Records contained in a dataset

□ □ □ □

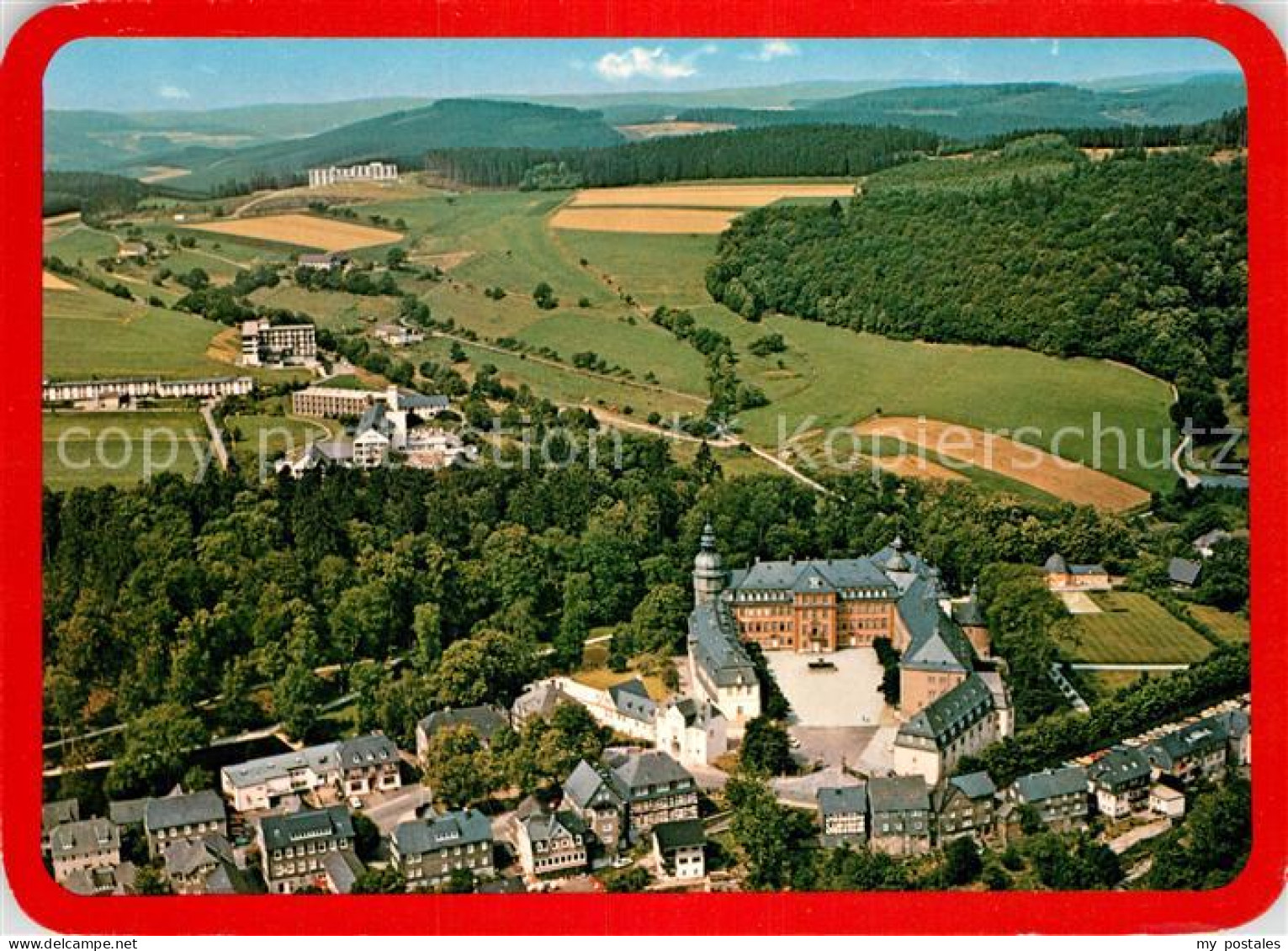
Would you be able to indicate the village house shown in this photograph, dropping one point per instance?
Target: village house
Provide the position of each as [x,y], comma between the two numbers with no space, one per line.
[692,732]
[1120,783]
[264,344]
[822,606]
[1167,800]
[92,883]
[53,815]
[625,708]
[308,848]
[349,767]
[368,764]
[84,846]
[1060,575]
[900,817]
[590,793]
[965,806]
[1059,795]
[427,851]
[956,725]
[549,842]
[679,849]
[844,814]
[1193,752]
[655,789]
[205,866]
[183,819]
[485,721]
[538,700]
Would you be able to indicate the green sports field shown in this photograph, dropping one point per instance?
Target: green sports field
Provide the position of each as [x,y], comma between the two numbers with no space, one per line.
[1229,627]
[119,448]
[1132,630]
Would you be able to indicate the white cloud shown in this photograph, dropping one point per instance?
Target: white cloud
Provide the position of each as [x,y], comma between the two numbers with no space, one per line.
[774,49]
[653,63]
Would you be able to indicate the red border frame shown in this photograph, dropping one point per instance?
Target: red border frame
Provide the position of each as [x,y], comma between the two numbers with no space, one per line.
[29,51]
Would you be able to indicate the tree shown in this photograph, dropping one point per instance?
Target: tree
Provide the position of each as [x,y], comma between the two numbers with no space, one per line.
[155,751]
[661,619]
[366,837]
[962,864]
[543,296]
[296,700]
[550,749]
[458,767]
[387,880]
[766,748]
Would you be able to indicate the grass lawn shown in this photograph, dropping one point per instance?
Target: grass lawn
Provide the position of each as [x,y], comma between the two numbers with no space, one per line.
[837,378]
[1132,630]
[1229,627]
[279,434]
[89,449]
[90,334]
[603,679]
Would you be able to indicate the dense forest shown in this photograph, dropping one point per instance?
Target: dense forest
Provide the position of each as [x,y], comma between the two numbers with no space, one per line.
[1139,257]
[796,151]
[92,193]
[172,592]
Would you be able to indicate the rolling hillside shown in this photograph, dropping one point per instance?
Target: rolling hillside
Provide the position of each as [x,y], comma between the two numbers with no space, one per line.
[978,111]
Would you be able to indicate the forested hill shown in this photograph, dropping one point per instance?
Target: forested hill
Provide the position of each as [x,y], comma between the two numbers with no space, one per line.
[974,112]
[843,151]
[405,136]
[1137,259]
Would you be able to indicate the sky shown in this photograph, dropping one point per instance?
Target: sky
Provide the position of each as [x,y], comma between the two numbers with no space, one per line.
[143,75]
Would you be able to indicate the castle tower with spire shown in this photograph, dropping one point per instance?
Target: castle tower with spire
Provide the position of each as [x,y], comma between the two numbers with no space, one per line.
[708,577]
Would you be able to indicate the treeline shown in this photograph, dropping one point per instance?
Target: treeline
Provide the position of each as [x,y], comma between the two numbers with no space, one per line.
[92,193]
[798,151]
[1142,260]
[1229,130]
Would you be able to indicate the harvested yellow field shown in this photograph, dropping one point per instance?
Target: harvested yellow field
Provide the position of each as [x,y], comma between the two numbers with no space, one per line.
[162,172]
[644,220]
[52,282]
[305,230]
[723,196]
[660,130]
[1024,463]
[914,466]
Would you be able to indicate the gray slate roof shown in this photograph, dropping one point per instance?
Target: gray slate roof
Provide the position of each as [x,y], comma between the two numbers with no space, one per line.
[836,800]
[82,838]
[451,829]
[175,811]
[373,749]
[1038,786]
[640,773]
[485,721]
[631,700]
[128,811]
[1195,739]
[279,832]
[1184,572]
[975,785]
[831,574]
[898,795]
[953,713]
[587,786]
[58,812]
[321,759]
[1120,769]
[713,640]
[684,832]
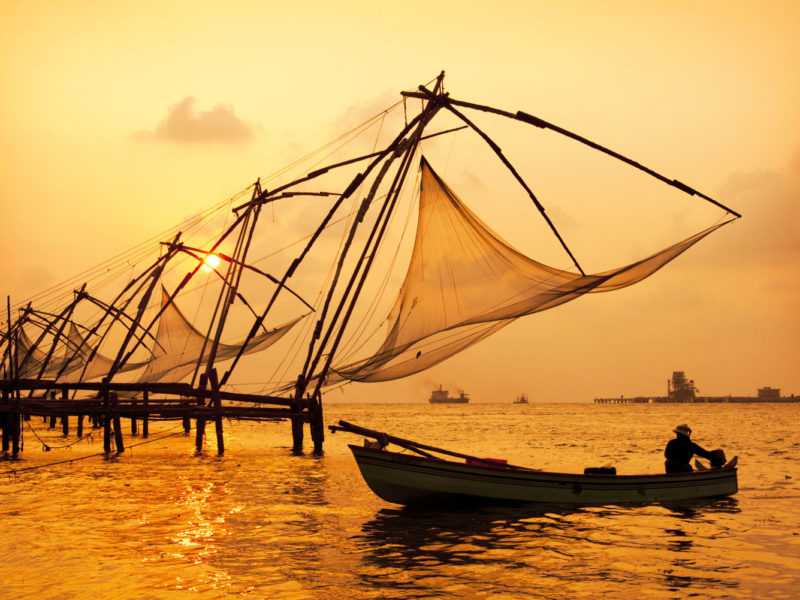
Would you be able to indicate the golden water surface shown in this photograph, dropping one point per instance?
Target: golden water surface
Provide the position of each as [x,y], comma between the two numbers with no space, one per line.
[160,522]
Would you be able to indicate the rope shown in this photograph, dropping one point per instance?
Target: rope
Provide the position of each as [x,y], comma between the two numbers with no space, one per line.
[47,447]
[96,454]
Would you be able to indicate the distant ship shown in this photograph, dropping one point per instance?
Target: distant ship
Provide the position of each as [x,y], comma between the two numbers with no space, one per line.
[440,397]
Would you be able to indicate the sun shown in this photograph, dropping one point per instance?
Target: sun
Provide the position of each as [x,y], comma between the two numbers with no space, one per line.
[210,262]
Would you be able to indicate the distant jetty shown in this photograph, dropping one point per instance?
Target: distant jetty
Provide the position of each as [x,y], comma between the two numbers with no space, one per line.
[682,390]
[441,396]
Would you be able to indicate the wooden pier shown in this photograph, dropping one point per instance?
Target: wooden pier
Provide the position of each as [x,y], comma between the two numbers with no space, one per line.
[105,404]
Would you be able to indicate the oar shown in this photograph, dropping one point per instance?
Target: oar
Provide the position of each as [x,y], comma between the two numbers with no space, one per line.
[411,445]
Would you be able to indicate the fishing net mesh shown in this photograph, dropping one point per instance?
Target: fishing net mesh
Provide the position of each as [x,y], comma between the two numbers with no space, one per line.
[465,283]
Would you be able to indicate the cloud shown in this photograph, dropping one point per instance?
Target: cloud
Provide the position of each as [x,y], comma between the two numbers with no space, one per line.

□ □ □ □

TASK DESCRIPTION => Starting at the line that has "Target: castle tower with spire" and ending at the line that has "Would you be able to indicate the harvested", please write out the lines above exactly, leaving out all others.

FINISHED EXERCISE =>
Target: castle tower with spire
Provide the position of each as [x,y], comma between the two numbers with no space, one per line.
[708,577]
Would you be able to indicate the treeline shown in this photograph, dropping one point per instance?
Target: treeline
Provide the position of each as [x,y], comma between the two numbers with no space, one per line.
[92,193]
[798,151]
[1142,260]
[1229,130]
Would you be able to indicate the harvested yellow field shown in this photograph, dropping one point per instance?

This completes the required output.